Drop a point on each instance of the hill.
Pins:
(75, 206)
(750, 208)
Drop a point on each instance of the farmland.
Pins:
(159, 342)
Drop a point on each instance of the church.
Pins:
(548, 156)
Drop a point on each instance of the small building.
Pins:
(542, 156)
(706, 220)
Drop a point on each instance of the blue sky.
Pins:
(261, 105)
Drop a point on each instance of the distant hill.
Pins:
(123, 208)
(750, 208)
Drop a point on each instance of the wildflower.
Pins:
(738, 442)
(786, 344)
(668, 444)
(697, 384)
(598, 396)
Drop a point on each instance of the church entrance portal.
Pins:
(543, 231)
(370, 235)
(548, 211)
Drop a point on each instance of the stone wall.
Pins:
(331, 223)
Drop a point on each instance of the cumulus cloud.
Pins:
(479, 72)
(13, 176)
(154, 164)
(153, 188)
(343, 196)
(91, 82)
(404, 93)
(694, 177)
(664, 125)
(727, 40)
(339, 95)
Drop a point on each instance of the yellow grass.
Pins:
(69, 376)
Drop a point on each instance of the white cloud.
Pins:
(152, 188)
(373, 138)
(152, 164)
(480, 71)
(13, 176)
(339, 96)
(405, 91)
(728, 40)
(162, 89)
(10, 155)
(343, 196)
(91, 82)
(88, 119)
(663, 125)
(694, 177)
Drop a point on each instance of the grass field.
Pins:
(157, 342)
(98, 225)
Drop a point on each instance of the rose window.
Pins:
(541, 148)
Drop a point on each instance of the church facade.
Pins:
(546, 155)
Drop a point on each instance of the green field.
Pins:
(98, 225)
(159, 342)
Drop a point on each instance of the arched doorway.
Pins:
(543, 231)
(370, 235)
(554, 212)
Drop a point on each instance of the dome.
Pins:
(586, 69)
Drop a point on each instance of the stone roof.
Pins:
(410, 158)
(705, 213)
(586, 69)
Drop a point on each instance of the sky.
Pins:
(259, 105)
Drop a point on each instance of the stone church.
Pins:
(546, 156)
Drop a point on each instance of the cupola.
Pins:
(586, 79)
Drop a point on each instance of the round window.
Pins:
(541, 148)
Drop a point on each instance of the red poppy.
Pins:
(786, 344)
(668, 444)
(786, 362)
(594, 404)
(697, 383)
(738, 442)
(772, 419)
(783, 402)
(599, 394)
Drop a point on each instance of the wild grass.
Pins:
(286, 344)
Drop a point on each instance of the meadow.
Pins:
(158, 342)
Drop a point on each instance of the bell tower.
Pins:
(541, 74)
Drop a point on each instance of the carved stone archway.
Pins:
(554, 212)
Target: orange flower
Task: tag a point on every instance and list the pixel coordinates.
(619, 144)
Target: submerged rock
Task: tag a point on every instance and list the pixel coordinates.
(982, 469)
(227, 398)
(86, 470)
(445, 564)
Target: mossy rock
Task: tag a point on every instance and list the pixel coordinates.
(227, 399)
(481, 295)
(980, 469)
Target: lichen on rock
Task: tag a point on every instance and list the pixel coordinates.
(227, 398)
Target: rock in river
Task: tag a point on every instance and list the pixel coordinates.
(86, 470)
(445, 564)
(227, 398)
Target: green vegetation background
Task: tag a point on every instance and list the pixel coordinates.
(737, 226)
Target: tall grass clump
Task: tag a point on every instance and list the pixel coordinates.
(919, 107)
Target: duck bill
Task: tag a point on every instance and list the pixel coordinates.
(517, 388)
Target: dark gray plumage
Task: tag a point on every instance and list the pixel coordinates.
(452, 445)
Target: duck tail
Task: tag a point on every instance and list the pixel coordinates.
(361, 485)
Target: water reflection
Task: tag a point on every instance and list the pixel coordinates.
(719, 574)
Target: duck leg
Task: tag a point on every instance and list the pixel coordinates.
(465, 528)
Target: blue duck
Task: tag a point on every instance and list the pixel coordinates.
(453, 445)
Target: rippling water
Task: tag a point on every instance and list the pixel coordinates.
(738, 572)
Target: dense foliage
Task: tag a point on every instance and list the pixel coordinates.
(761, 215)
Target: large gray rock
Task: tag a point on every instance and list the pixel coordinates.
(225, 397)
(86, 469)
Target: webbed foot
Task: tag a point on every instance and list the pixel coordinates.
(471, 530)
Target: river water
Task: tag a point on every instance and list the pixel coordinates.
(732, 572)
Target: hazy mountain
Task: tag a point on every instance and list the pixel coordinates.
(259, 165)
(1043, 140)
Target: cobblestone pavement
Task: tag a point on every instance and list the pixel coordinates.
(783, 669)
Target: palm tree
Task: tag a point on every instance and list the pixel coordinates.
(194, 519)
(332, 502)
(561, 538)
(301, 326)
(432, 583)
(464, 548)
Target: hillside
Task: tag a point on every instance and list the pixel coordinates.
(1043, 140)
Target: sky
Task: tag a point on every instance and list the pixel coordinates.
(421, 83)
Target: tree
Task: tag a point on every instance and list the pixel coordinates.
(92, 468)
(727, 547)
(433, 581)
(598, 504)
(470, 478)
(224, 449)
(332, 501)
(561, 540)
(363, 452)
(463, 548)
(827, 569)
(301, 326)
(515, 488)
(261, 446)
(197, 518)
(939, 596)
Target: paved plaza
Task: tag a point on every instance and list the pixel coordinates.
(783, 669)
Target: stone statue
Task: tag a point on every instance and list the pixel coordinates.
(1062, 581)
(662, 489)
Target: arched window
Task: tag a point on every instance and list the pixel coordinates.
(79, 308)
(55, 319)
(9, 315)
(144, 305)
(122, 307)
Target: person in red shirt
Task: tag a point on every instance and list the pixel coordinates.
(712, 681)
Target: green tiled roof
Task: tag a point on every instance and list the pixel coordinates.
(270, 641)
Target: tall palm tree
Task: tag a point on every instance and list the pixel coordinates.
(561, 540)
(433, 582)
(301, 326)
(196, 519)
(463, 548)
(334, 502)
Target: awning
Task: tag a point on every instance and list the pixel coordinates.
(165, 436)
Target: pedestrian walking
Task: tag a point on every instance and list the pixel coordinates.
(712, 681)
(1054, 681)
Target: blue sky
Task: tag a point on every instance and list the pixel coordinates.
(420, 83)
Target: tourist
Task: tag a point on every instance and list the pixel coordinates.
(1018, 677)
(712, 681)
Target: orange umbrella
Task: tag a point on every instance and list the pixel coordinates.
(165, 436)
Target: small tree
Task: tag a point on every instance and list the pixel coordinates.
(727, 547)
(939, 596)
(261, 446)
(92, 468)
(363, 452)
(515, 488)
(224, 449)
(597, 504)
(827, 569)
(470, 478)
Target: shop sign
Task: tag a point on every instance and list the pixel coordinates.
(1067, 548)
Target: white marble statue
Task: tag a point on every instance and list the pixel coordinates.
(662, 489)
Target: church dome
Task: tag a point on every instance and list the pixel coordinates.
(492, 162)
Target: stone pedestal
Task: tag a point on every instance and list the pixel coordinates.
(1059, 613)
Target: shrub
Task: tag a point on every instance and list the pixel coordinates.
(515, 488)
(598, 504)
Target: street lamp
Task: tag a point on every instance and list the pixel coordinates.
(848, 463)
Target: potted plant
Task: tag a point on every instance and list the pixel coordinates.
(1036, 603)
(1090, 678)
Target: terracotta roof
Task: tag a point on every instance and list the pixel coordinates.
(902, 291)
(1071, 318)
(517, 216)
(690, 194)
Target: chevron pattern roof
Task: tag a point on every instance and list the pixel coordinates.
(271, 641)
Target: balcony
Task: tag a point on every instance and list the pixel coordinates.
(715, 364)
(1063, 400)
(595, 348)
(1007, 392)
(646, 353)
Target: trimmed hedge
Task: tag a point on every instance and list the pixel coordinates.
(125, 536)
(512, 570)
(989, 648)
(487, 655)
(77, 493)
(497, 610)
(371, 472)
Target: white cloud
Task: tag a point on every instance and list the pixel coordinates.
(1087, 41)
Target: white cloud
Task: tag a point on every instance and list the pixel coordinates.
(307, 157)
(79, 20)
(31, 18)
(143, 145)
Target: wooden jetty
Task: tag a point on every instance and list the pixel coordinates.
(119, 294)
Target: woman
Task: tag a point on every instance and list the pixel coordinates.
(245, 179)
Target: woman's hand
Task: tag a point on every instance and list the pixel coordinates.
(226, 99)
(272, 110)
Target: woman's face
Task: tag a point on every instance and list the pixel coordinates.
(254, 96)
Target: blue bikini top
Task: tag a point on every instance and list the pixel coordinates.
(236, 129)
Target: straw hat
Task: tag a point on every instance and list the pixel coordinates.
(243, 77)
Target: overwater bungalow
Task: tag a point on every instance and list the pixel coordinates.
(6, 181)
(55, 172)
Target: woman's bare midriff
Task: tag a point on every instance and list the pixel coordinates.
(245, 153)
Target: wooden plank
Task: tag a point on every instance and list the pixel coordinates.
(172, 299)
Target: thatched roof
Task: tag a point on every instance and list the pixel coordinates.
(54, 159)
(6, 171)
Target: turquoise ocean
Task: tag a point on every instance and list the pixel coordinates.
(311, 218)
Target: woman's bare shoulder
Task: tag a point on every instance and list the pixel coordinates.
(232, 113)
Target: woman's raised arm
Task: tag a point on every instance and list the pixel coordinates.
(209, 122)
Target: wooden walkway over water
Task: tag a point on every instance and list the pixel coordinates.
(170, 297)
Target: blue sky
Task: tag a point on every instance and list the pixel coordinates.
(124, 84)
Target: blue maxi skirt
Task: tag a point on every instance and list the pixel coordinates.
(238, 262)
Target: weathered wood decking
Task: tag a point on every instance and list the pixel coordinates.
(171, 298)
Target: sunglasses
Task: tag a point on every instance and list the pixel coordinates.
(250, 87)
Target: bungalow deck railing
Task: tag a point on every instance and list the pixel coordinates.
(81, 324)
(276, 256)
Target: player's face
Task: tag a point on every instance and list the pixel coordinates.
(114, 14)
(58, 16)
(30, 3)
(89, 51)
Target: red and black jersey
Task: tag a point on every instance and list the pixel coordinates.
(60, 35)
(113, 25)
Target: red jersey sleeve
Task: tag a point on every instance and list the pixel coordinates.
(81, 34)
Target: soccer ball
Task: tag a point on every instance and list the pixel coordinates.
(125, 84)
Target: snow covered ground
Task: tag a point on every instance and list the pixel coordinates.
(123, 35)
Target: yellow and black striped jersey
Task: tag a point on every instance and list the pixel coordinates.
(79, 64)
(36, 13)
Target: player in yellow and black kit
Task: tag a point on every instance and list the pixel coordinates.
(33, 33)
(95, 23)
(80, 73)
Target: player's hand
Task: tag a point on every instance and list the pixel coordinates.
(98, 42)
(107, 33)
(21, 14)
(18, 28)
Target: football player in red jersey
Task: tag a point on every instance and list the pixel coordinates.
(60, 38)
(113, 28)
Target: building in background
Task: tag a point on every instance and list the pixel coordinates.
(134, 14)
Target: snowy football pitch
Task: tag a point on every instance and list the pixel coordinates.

━━━━

## Task goal
In the data above, which lines lie between the line with "Target: straw hat" and the line with "Target: weathered wood decking", inclusive? Print those lines exactly and nothing else.

## Solution to the problem
Target: straw hat
Task: tag a point on every instance and list the pixel coordinates.
(243, 77)
Target: overwater bungalow
Task: tag a point on every instance and list the pixel coordinates.
(6, 181)
(55, 172)
Target: woman's bare midriff
Task: tag a point on every instance and list the pixel coordinates.
(245, 153)
Target: wooden plank
Task: tag a point on every instance and list the pixel coordinates.
(172, 299)
Target: thatched roof
Task: tag a point on every instance and list the pixel coordinates.
(54, 159)
(6, 171)
Target: turquoise ocean
Task: tag a point on every instance and list the pixel coordinates.
(311, 218)
Target: woman's bare shoulder
Task: tag a point on every instance and list the pixel coordinates.
(232, 113)
Target: woman's raised arm
Task: tag a point on every instance and list the pixel coordinates.
(209, 122)
Target: wooden walkway over water
Task: tag a point on every instance and list the pixel coordinates.
(170, 297)
Target: blue sky
Task: tag a point on every instance and list the pixel coordinates.
(124, 84)
Target: blue maxi skirt
Task: tag a point on every instance and list the pixel coordinates.
(238, 262)
Target: weathered wood decking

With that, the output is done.